- [Directive] Transcribe the records below exactly as they appear.

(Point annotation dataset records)
>>
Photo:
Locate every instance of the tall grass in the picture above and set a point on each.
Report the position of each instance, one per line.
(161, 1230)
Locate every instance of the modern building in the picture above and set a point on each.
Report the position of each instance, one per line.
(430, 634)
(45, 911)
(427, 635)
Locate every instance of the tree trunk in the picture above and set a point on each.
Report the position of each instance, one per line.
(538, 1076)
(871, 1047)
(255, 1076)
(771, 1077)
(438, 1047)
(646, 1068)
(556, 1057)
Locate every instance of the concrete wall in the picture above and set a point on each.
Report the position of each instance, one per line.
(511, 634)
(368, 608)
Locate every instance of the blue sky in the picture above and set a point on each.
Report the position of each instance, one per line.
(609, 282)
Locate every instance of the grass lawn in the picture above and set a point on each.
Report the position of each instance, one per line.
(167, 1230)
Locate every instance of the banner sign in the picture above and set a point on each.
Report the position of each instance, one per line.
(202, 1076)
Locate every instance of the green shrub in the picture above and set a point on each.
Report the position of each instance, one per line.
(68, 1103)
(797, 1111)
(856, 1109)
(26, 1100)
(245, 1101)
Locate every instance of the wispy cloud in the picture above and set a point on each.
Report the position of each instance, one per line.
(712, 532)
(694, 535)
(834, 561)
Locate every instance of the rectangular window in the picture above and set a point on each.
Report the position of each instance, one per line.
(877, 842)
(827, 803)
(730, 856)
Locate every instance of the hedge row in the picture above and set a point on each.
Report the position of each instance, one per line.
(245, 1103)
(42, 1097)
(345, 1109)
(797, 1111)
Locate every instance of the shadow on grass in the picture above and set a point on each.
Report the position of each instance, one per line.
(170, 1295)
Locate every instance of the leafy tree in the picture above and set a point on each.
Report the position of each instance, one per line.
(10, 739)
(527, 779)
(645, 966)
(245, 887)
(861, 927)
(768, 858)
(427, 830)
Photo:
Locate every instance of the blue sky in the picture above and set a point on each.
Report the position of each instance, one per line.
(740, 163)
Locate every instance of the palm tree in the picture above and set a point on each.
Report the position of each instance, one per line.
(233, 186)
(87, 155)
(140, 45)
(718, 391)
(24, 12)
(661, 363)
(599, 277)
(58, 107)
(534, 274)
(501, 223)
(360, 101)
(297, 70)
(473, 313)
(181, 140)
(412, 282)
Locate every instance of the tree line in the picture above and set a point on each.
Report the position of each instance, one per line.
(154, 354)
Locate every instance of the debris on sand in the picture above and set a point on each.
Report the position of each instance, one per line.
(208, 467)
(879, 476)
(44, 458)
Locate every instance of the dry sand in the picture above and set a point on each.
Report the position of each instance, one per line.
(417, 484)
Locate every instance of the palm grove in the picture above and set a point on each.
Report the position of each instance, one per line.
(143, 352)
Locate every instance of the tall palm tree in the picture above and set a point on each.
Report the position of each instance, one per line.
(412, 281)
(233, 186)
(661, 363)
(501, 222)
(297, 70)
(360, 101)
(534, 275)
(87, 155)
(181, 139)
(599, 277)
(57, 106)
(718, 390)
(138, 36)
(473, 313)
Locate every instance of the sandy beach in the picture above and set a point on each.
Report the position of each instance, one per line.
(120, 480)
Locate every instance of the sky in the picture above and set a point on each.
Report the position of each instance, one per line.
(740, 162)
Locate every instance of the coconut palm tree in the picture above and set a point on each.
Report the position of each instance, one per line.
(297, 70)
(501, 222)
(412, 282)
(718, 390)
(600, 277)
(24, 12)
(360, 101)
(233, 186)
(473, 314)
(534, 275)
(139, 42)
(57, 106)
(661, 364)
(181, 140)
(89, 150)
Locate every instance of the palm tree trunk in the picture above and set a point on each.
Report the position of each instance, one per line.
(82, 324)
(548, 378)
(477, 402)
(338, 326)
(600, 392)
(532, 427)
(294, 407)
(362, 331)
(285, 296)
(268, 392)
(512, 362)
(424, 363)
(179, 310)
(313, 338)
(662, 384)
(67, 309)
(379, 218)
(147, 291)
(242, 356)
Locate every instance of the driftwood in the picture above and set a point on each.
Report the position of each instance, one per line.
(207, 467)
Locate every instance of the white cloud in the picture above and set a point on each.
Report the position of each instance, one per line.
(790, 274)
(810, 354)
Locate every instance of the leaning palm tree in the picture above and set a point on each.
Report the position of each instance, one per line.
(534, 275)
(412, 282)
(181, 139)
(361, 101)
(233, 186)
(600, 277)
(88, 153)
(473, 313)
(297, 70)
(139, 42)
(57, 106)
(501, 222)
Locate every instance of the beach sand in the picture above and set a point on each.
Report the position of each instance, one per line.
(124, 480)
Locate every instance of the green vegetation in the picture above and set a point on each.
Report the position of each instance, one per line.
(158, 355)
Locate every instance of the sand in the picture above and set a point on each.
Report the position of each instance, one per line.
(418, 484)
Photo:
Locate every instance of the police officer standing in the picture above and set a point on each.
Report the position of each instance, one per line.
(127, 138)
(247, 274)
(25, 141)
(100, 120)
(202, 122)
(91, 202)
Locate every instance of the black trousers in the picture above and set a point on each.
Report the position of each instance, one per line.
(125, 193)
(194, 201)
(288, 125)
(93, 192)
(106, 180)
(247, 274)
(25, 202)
<<
- [Exercise response]
Photo:
Locate every instance of the tall grass in the picture above and set a point on each.
Report the position of each instance, one per line.
(161, 1230)
Locate every instance of the modern building in the picture above and set a point on each.
Report the position of each instance, one per line.
(430, 634)
(45, 911)
(427, 635)
Locate every instance of the tree trunk in the picture above and set a point on each.
Report the position of each instance, one per line.
(538, 1076)
(871, 1047)
(255, 1076)
(771, 1077)
(438, 1047)
(646, 1068)
(556, 1057)
Locate every instance of the concrete wall in the picture above and set a point on each.
Report the position of each instance, one per line.
(511, 634)
(368, 608)
Locate every instance of the blue sky in the picture above and set a point on each.
Report the position of each instance, one per line.
(609, 282)
Locate every instance of the grass lawn in the picture above and set a point on each.
Report the position of each instance, one per line.
(167, 1230)
Locate every instance of the banner sign in the picture above and set a point on each.
Report the position of each instance, one per line.
(202, 1076)
Locate every instance of the green shrub in the picture above and set a point on each.
Report the position of each instance, one per line.
(68, 1103)
(797, 1111)
(856, 1109)
(26, 1100)
(245, 1101)
Locate every instance of the wispy cloud in the picture above and set a point on each.
Report the position of each instance, one per line.
(712, 532)
(694, 535)
(834, 561)
Locate every instance of the rectangular window in the picture above and set a point on each.
Report the position of each instance, one per line.
(877, 842)
(827, 803)
(730, 856)
Locate every instance of the hedge row in the picture above and set a point on each.
Report the position of each instance, one per line.
(245, 1103)
(42, 1097)
(345, 1109)
(797, 1111)
Locate every instance of the shadow on grass in the picture above and set a point on each.
Report the position of each instance, one per line.
(170, 1295)
Locate every instance of the leafy tree in the picture above and set a point on each.
Report the position of each instance, one per line.
(10, 739)
(527, 779)
(645, 966)
(245, 887)
(861, 927)
(768, 858)
(427, 830)
Photo:
Locate every instance of the blue sky in the picture above and set a point on each.
Report the position of each instance, one per line.
(740, 163)
Locate every instance of the palm tree in the picture above and set a point on each.
Report the position of each instance, one per line.
(233, 186)
(87, 155)
(140, 45)
(718, 391)
(24, 12)
(661, 363)
(599, 277)
(58, 107)
(534, 274)
(501, 223)
(360, 101)
(297, 70)
(473, 313)
(181, 140)
(412, 282)
Locate every instance of the tree line in the picture above and set a point on each.
Report the position of each instance, one per line.
(154, 354)
Locate every instance of the debris on sand in the picture above and set a point on each.
Report the position of each instance, one per line.
(208, 467)
(879, 476)
(44, 458)
Locate every instance of the dry sand in the picture above and set a point on each.
Report the position of each instance, one per line.
(417, 484)
Locate every instance of the palm grove in the picture above and set a point on each.
Report the position of each instance, one per line.
(143, 352)
Locate every instance of the tall palm tree in the picture above and set a point on each.
Report the position of each instance, one per line.
(412, 281)
(233, 186)
(661, 363)
(501, 222)
(297, 70)
(360, 101)
(534, 275)
(87, 155)
(181, 139)
(599, 277)
(57, 106)
(718, 390)
(138, 36)
(473, 313)
Locate every instance of the sandy beach in the picture above and set a point on each.
Report the position of each instance, one per line.
(120, 480)
Locate every instance of the sky in the picture above and set a point on each.
Report the position of each instance, one per line.
(740, 162)
Locate every instance of the coconut palm tree in the picture above and set a point on each.
Report the position of each instance, one per line.
(297, 70)
(501, 222)
(412, 282)
(718, 390)
(600, 277)
(24, 12)
(360, 101)
(233, 186)
(473, 314)
(534, 275)
(139, 42)
(57, 106)
(661, 364)
(181, 140)
(89, 150)
Locate every instance of the palm tree trunk in the picture above and set a point on each.
Report the position of each instance, one per line.
(82, 324)
(548, 378)
(477, 402)
(338, 326)
(600, 392)
(532, 427)
(294, 407)
(362, 331)
(285, 296)
(268, 392)
(512, 362)
(424, 363)
(179, 310)
(313, 338)
(662, 384)
(67, 309)
(379, 218)
(147, 291)
(242, 356)
Locate every instance of the driftwood in the picture above and set a point on each.
Report the position of each instance, one per line.
(207, 467)
Locate every instance of the white cloud in the picture above and set a point on each.
Report the position of each instance, one per line.
(790, 274)
(810, 354)
Locate every instance of the leaning palm tree in the picture above and set a point on each.
Report the position of each instance, one per line.
(534, 275)
(412, 282)
(181, 139)
(361, 101)
(233, 186)
(600, 277)
(88, 153)
(473, 313)
(297, 70)
(139, 42)
(57, 106)
(501, 222)
Locate every instance of the beach sand in the picture above and set a point on each.
Report the position of each instance, one per line.
(124, 480)
Locate every instance of the green vegetation in the picture above and set a point on each.
Report the position of each instance, one per line.
(158, 355)
Locate every instance of the sand in the picture above and set a point on each.
Report the position of each instance, one per line.
(418, 484)
Photo:
Locate every instance of the police officer standing in the picture above and set a point on each.
Report the position of each instance, one per line.
(127, 138)
(247, 274)
(25, 141)
(100, 120)
(202, 122)
(91, 202)
Locate every instance of the black trousers in the picture above and set a point on each.
Report the position of each instance, one per line.
(125, 193)
(194, 201)
(288, 125)
(93, 192)
(106, 180)
(247, 274)
(25, 202)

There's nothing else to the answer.